ACTIVITY.
Word for word and without images, transcribe all of the records.
***
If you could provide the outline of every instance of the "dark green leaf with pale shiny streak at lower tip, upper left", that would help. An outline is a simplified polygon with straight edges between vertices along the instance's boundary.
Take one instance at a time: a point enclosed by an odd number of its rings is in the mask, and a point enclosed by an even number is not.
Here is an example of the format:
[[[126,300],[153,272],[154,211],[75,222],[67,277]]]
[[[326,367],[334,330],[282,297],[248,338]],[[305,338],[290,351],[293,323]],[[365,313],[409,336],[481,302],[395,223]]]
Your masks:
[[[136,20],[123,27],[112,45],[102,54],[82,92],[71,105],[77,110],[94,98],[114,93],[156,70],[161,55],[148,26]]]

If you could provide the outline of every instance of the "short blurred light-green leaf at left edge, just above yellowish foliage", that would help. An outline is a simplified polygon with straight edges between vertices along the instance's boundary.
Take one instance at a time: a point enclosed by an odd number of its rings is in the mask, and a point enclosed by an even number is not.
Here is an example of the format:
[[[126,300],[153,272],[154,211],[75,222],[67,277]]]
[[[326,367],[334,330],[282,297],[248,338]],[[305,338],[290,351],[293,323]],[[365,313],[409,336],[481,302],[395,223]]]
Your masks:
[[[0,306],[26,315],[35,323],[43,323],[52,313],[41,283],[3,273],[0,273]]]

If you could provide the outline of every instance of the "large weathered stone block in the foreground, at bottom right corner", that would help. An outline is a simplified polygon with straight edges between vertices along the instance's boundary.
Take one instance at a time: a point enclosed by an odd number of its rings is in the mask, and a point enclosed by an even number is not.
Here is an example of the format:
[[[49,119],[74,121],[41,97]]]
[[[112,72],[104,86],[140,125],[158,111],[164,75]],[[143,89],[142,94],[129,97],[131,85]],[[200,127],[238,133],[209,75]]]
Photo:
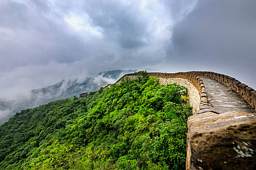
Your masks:
[[[255,113],[205,112],[187,124],[186,170],[255,170]]]

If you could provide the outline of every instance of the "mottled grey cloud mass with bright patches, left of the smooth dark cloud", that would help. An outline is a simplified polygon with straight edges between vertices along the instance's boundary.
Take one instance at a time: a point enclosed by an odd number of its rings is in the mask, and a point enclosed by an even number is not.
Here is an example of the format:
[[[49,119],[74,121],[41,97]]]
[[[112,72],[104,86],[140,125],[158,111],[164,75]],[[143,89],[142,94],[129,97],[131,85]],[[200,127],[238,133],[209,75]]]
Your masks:
[[[157,1],[1,0],[0,97],[160,63],[172,25],[162,9]]]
***
SOLUTION TO THE EXERCISE.
If you could provide the outline of every instance of the "dark green leaf with pale shiny streak at lower tip, upper left", that would help. An outline is a simplified polygon with straight edges between vertices along the instance's boundary.
Take one instance at a time: a point enclosed by an odd number of its rings is in the mask, and a point enclosed by an even number is not.
Here is an example of the format:
[[[126,300],[153,272],[154,211],[75,222],[67,277]]]
[[[326,367],[334,330],[282,297],[248,338]],[[305,338],[290,351],[293,323]],[[365,313],[409,336],[481,302],[395,223]]]
Your masks:
[[[136,20],[123,27],[112,45],[102,54],[82,92],[71,105],[77,110],[94,98],[114,93],[156,70],[161,55],[148,26]]]

If you could provide the outline of every instance of the "short blurred light-green leaf at left edge, just above yellowish foliage", that would help. An outline is a simplified polygon with straight edges between vertices along the instance's boundary.
Take one instance at a time: a point enclosed by an odd number of its rings is in the mask, and a point enclosed by an even number is not.
Here is an example of the format:
[[[126,300],[153,272],[154,211],[75,222],[67,277]]]
[[[326,367],[334,330],[282,297],[248,338]],[[305,338],[290,351],[293,323]],[[365,313],[409,336],[481,302],[395,223]]]
Your masks:
[[[0,306],[26,315],[35,323],[43,323],[52,313],[41,283],[3,273],[0,273]]]

If you could provide the outline of every instance of the "large weathered stone block in the foreground, at bottom right corner", that would help. An outline is a simplified polygon with straight edges between vertices along the instance's boundary.
Take one instance at a time: a point enclosed by an odd number of its rings is in the mask, and a point enclosed by an even number is not.
Here is an example of the format:
[[[49,119],[74,121],[41,97]]]
[[[112,72],[104,86],[140,125],[158,111],[164,75]],[[143,89],[142,94],[129,97],[131,85]],[[200,127],[238,133],[209,75]]]
Photo:
Your masks:
[[[255,113],[205,112],[187,124],[186,170],[255,170]]]

If you could provide the outline of every instance of the "mottled grey cloud mass with bright patches, left of the smooth dark cloud", that would help. An outline is a simplified polygon with straight edges between vertices along the instance's boundary.
Take one instance at a time: a point enclosed by an odd number of its rings is in the mask, and a point enclosed by an even number is not.
Here is an example of the format:
[[[49,119],[74,121],[41,97]]]
[[[112,72],[104,86],[140,125],[158,111],[164,75]],[[143,89],[142,94],[129,97],[131,85]],[[200,127],[238,133],[209,75]]]
Your masks:
[[[157,1],[1,0],[0,97],[160,63],[172,25],[162,9]]]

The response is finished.